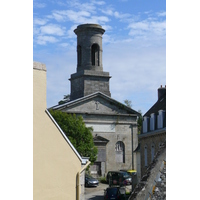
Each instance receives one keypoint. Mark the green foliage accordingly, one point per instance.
(79, 135)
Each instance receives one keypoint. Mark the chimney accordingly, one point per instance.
(161, 91)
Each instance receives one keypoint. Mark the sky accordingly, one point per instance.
(134, 45)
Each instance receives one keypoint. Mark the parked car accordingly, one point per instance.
(90, 181)
(112, 193)
(130, 171)
(118, 178)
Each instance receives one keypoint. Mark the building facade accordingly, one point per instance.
(58, 169)
(114, 124)
(153, 130)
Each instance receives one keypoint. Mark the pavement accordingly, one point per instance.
(95, 193)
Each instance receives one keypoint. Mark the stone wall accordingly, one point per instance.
(155, 139)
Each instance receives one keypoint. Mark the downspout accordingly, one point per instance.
(78, 180)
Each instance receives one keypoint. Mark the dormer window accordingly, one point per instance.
(79, 55)
(95, 54)
(152, 122)
(145, 124)
(161, 119)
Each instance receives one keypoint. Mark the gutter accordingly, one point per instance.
(78, 180)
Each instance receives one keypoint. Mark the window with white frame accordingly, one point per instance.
(152, 151)
(120, 152)
(145, 156)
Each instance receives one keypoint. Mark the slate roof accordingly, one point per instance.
(159, 105)
(100, 94)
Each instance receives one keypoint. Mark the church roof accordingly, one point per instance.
(91, 96)
(159, 105)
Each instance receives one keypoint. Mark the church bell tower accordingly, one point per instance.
(89, 76)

Description of the task – Copy out the records above with "keypoint" switched to "marker" everywhere it occurs, leaving every other word and point unchanged. Omit the pictures from your answer.

Result of this task –
Each instance receives one marker. Mark the green foliage accordingly, one point per instance.
(79, 135)
Each instance receives one marker. Mark the chimney accordingly, one point per instance.
(161, 91)
Each instance receives one marker. Mark the sky accordingly, one point per instance.
(134, 45)
Each instance receives one marker. Mark the parked car accordingly, one point per instance.
(90, 181)
(112, 193)
(130, 171)
(118, 178)
Each instance receives one marker. Mark the building facade accordingly, one point per instance.
(58, 169)
(114, 124)
(153, 130)
Each instance receives one marker. Mark the pavement accordingly, one point per instance.
(95, 193)
Each instance receives one marker. Mark the stone wall accordingly, one point per instance.
(155, 139)
Each instance receives one marker. Mark the downspout accordingly, one point per instance.
(78, 180)
Each instance receives one marker. Mark the dormer window accordingly, one point per instance.
(79, 55)
(95, 54)
(152, 122)
(145, 124)
(161, 119)
Each instance receives one marker. Mark the gutter accordingly, one point per instance.
(78, 180)
Each instance receives one marker. Mark the window with white frame accordingly, one point per instance.
(152, 151)
(120, 152)
(145, 156)
Each instance receives one marker. Mark the slate roof accordingly, one point per instance.
(159, 105)
(100, 94)
Each instance receives one marker. Mark the church roof accordingly, one point per instance.
(91, 96)
(159, 105)
Each instance receives one marker. Mark the church bell tower accordingly, one point per instance.
(89, 76)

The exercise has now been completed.